begin Dataset excerpts
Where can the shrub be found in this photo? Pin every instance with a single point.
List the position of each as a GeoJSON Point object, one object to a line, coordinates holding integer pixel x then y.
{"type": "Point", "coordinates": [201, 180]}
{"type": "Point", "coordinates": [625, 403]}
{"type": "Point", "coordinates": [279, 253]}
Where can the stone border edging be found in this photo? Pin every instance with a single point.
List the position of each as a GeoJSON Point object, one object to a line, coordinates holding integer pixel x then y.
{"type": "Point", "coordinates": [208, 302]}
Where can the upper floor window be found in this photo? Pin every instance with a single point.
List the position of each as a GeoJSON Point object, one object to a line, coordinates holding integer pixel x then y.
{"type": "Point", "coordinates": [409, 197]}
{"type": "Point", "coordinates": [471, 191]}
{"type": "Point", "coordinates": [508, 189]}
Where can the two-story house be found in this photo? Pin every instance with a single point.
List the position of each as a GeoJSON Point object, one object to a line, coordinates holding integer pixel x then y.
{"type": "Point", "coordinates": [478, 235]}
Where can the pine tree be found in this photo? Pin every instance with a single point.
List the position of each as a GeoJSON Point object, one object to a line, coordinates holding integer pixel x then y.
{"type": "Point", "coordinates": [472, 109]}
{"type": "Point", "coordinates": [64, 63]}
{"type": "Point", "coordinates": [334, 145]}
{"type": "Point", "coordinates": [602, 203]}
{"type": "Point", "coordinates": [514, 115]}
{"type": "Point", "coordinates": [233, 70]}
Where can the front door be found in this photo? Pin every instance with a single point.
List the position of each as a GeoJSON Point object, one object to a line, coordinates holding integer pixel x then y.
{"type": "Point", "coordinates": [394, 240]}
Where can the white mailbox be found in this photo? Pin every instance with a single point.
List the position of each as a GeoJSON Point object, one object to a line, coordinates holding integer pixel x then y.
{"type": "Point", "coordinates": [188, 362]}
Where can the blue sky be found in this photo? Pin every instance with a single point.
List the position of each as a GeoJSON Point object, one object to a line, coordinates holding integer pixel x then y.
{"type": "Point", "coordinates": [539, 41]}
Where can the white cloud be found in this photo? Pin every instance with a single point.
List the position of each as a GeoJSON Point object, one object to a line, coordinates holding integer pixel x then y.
end Dataset excerpts
:: Exercise goal ::
Put every line of the records above into a JSON list of strings, with one string for each line and no entries for blank lines.

:: Answer to the task ::
[
  "Where can the shrub be found in this photo? Pin every instance with a single point.",
  "List the position of each as a GeoJSON Point object, one object to a line, coordinates holding integer pixel x then y.",
  "{\"type\": \"Point\", \"coordinates\": [201, 180]}",
  "{\"type\": \"Point\", \"coordinates\": [625, 403]}",
  "{\"type\": \"Point\", \"coordinates\": [279, 253]}",
  "Where can the stone border edging be found in this photo? Pin every instance with a single point.",
  "List the position of each as a GeoJSON Point object, one object to a line, coordinates holding integer pixel x then y.",
  "{\"type\": \"Point\", \"coordinates\": [208, 302]}",
  "Where can the upper floor window be found in this photo? Pin every instance with a single point.",
  "List the position of each as a GeoJSON Point object, one object to a line, coordinates holding integer pixel x then y.",
  "{\"type\": \"Point\", \"coordinates\": [409, 197]}",
  "{\"type\": \"Point\", \"coordinates\": [471, 191]}",
  "{\"type\": \"Point\", \"coordinates\": [508, 189]}",
  "Where can the two-story house be found in this photo? Pin every instance with a single point.",
  "List the position of each as a GeoJSON Point object, one object to a line, coordinates holding integer pixel x then y.",
  "{\"type\": \"Point\", \"coordinates\": [478, 235]}",
  "Where can the pine tree be found in this photo? Pin every instance with a single point.",
  "List the position of each as a GeoJSON Point object, one object to a line, coordinates holding integer pixel x then y.",
  "{\"type\": \"Point\", \"coordinates\": [472, 109]}",
  "{\"type\": \"Point\", \"coordinates\": [64, 63]}",
  "{\"type\": \"Point\", \"coordinates\": [334, 145]}",
  "{\"type\": \"Point\", \"coordinates\": [602, 203]}",
  "{\"type\": \"Point\", \"coordinates\": [514, 115]}",
  "{\"type\": \"Point\", \"coordinates\": [233, 70]}",
  "Where can the front door be found in this photo? Pin every instance with a single point.",
  "List the position of each as a GeoJSON Point object, one object to a line, coordinates holding integer pixel x then y.",
  "{\"type\": \"Point\", \"coordinates\": [394, 240]}",
  "Where can the white mailbox be found in this photo? Pin every instance with a single point.",
  "List the position of each as a GeoJSON Point object, one object to a line, coordinates holding integer pixel x then y.",
  "{\"type\": \"Point\", \"coordinates\": [188, 362]}",
  "Where can the blue sky be found in this photo? Pin every instance with a single point.",
  "List the position of each as a GeoJSON Point object, one object to a line, coordinates holding integer pixel x then y.",
  "{\"type\": \"Point\", \"coordinates\": [539, 41]}",
  "Where can the white cloud be found in this photo? Pin every instance with a single point.",
  "List the position of each as a GeoJSON Point object, one object to a line, coordinates holding integer pixel x then y."
]